* START DATA LISTING *

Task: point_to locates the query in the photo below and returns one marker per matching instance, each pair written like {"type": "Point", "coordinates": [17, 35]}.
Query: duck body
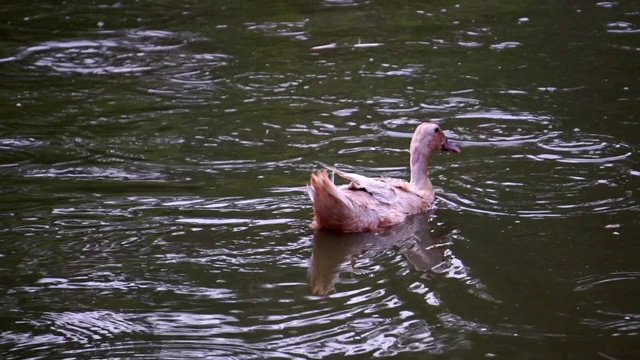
{"type": "Point", "coordinates": [370, 204]}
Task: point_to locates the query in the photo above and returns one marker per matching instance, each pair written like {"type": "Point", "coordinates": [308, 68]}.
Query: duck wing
{"type": "Point", "coordinates": [385, 190]}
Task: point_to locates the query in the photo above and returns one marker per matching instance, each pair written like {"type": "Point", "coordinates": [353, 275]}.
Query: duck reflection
{"type": "Point", "coordinates": [412, 238]}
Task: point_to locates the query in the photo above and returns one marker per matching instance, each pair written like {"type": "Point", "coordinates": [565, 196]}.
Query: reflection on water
{"type": "Point", "coordinates": [153, 158]}
{"type": "Point", "coordinates": [412, 239]}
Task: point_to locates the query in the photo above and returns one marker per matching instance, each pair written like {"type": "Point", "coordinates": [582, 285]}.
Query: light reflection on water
{"type": "Point", "coordinates": [154, 201]}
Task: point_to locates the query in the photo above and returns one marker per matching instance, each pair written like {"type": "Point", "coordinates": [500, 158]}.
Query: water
{"type": "Point", "coordinates": [154, 159]}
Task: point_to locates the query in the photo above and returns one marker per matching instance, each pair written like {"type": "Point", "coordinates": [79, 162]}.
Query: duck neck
{"type": "Point", "coordinates": [420, 170]}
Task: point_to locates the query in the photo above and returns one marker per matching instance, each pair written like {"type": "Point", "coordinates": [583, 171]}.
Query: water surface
{"type": "Point", "coordinates": [154, 157]}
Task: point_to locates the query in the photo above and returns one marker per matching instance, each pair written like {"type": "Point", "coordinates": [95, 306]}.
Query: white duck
{"type": "Point", "coordinates": [369, 204]}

* END DATA LISTING *

• **WRITTEN EXERCISE**
Return the listing above unchanged, apart from dropping its pictures.

• **RESPONSE**
Task: point_to locates the query in the photo below and returns one marker per matching instance, each pair written like {"type": "Point", "coordinates": [17, 35]}.
Query: duck body
{"type": "Point", "coordinates": [370, 204]}
Task: point_to locates the query in the photo above and returns one marker per matching instance, each pair written like {"type": "Point", "coordinates": [308, 68]}.
Query: duck wing
{"type": "Point", "coordinates": [385, 190]}
Task: point_to locates the query in the photo above and returns one marker per matching instance, each pair written like {"type": "Point", "coordinates": [353, 275]}.
Query: duck reflection
{"type": "Point", "coordinates": [412, 238]}
Task: point_to locates the query in the photo above and returns one marker per matching instance, each pair written like {"type": "Point", "coordinates": [565, 196]}.
Query: reflection on water
{"type": "Point", "coordinates": [153, 158]}
{"type": "Point", "coordinates": [412, 239]}
Task: point_to locates the query in the photo above and returns one marker per matching instance, each pair written like {"type": "Point", "coordinates": [582, 285]}.
Query: light reflection on water
{"type": "Point", "coordinates": [154, 201]}
Task: point_to locates the query in the photo above and returns one marker per matching instance, each pair written like {"type": "Point", "coordinates": [500, 158]}.
Query: water
{"type": "Point", "coordinates": [154, 159]}
Task: point_to locates the query in the photo above and returns one marker per matching instance, each pair written like {"type": "Point", "coordinates": [79, 162]}.
Query: duck neck
{"type": "Point", "coordinates": [420, 170]}
Task: point_to locates the query in the photo above and returns one marker per matching instance, each pair written like {"type": "Point", "coordinates": [583, 171]}.
Query: water surface
{"type": "Point", "coordinates": [154, 157]}
Task: point_to locates the query in the photo above and returns one marker per matching instance, each pair written like {"type": "Point", "coordinates": [95, 306]}.
Query: white duck
{"type": "Point", "coordinates": [369, 204]}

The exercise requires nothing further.